** begin Article **

# 11.8: Effect Size, Sample Size and Power

In previous sections I’ve emphasised the fact that the major design principle behind statistical hypothesis testing is that we try to control our Type I error rate. When we fix α=.05 we are attempting to ensure that only 5% of true null hypotheses are incorrectly rejected. However, this doesn’t mean that we don’t care about Type II errors. In fact, from the researcher’s perspective, the error of failing to reject the null when it is actually false is an extremely annoying one. With that in mind, a secondary goal of hypothesis testing is to try to minimise β, the Type II error rate, although we don’t usually talk in terms of minimising Type II errors. Instead, we talk about maximising the power of the test. Since power is defined as 1−β, this is the same thing.

# 11.8.1 The power function

Figure 11.4: Sampling distribution under the alternative hypothesis, for a population parameter value of θ=0.55. A reasonable proportion of the distribution lies in the rejection region.

Let’s take a moment to think about what a Type II error actually is. A Type II error occurs when the alternative hypothesis is true, but we are nevertheless unable to reject the null hypothesis. Ideally, we’d be able to calculate a single number β that tells us the Type II error rate, in the same way that we can set α=.05 for the Type I error rate. Unfortunately, this is a lot trickier to do. To see this, notice that in my ESP study the alternative hypothesis actually corresponds to lots of possible values of θ. In fact, the alternative hypothesis corresponds to every value of θ except 0.5. Let’s suppose that the true probability of someone choosing the correct response is 55% (i.e., θ=.55). If so, then the true sampling distribution for X is not the same one that the null hypothesis predicts: the most likely value for X is now 55 out of 100. Not only that, the whole sampling distribution has now shifted, as shown in Figure 11.4. The critical regions, of course, do not change: by definition, the critical regions are based on what the null hypothesis predicts. What we’re seeing in this figure is the fact that when the null hypothesis is wrong, a much larger proportion of the sampling distribution distribution falls in the critical region. And of course that’s what should happen: the probability of rejecting the null hypothesis is larger when the null hypothesis is actually false! However θ=.55 is not the only possibility consistent with the alternative hypothesis. Let’s instead suppose that the true value of θ is actually 0.7. What happens to the sampling distribution when this occurs? The answer, shown in Figure 11.5, is that almost the entirety of the sampling distribution has now moved into the critical region. Therefore, if θ=0.7 the probability of us correctly rejecting the null hypothesis (i.e., the power of the test) is much larger than if θ=0.55. In short, while θ=.55 and θ=.70 are both part of the alternative hypothesis, the Type II error rate is different.

Figure 11.5: Sampling distribution under the alternative hypothesis, for a population parameter value of θ=0.70. Almost all of the distribution lies in the rejection region.

** end Article **

Required tasks:
#1 Tally the lines in the records below that contain the string "facade", and reply with only that number.
#2 Carry on the section on effect size, sample size and power from its last sentence above.

** begin Data supplied **

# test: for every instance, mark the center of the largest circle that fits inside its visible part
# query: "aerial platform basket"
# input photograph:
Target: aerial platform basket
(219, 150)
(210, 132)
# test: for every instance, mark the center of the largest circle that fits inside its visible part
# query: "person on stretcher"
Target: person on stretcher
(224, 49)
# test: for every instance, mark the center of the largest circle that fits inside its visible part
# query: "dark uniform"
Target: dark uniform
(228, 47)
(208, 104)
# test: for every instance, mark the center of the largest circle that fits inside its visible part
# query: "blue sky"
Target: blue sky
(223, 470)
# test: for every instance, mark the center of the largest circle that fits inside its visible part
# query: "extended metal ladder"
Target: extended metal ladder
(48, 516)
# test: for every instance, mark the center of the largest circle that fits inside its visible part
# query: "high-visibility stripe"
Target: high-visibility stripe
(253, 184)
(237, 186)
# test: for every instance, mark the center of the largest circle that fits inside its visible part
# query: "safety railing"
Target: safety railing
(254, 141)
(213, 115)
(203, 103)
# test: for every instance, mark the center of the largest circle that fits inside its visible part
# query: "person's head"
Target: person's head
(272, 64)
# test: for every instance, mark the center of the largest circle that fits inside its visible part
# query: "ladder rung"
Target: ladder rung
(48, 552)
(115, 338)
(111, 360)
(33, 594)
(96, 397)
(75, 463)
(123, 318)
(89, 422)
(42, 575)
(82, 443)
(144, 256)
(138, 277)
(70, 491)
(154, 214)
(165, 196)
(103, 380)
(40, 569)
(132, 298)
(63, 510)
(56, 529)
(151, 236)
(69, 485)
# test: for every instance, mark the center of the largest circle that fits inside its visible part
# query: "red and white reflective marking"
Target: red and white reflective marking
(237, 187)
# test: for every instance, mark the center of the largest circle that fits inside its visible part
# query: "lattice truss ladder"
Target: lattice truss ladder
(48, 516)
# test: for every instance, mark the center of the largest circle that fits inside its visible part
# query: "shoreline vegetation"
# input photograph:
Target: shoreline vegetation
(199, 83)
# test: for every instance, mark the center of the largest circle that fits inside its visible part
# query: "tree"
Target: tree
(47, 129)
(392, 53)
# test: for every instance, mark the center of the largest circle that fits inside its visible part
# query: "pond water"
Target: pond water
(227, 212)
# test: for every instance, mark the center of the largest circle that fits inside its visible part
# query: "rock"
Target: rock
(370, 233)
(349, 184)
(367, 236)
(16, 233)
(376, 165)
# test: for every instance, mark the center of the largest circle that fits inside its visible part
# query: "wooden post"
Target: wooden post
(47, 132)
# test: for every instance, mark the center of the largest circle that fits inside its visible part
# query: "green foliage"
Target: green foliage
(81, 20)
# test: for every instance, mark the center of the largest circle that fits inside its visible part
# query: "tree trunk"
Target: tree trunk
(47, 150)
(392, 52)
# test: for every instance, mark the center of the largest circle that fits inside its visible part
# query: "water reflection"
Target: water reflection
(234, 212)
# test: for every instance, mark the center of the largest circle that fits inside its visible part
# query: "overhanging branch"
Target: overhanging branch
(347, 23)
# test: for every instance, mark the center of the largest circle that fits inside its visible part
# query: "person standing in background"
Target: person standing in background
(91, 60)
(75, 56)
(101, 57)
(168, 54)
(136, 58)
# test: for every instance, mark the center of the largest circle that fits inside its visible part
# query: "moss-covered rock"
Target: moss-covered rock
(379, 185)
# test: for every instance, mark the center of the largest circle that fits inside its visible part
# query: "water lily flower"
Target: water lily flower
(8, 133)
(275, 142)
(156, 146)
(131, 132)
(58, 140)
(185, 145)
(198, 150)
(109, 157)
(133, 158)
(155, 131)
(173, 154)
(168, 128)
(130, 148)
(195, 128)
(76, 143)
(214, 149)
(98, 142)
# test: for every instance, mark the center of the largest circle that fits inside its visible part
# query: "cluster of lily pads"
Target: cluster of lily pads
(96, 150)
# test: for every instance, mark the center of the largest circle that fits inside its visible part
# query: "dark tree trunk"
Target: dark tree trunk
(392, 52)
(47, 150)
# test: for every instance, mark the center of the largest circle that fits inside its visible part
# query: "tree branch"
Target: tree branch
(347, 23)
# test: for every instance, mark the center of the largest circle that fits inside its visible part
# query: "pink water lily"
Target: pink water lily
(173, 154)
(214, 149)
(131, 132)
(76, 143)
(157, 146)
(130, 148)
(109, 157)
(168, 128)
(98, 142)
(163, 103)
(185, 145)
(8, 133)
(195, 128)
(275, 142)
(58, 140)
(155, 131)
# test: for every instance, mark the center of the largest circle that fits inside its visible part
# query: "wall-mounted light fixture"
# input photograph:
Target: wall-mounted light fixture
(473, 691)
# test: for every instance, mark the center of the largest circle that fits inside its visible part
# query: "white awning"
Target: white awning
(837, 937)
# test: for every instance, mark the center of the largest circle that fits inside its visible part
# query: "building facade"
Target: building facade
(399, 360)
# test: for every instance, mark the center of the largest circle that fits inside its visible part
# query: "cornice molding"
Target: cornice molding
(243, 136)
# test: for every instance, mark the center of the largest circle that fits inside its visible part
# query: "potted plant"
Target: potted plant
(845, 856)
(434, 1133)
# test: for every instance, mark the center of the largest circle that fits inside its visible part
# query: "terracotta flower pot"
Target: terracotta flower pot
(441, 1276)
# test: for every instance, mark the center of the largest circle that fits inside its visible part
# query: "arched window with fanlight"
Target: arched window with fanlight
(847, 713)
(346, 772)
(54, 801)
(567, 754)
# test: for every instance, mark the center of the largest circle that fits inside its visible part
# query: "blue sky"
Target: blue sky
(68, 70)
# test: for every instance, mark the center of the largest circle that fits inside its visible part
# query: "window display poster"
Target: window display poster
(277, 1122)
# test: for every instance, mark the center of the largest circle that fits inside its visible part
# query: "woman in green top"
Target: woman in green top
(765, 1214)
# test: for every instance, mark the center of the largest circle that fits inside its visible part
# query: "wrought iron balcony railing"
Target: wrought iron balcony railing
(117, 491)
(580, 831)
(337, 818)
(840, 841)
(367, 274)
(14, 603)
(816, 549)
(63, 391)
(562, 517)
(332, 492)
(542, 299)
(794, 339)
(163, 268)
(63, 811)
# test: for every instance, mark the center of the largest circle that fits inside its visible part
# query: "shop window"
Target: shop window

** end Data supplied **

Outputs in order:
#1 2

#2
Figure 11.6: The probability that we will reject the null hypothesis, plotted as a function of the true value of θ. Obviously, the test is more powerful (greater chance of correct rejection) if the true value of θ is very different from the value that the null hypothesis specifies (i.e., θ=.5). Notice that when θ actually is equal to .5 (plotted as a black dot), the null hypothesis is in fact true: rejecting the null hypothesis in this instance would be a Type I error.

What all this means is that the power of a test (i.e., 1−β) depends on the true value of θ. To illustrate this, I’ve calculated the expected probability of rejecting the null hypothesis for all values of θ, and plotted it in Figure 11.6. This plot describes what is usually called the power function of the test. It’s a nice summary of how good the test is, because it actually tells you the power (1−β) for all possible values of θ. As you can see, when the true value of θ is very close to 0.5, the power of the test drops very sharply, but when it is further away, the power is large.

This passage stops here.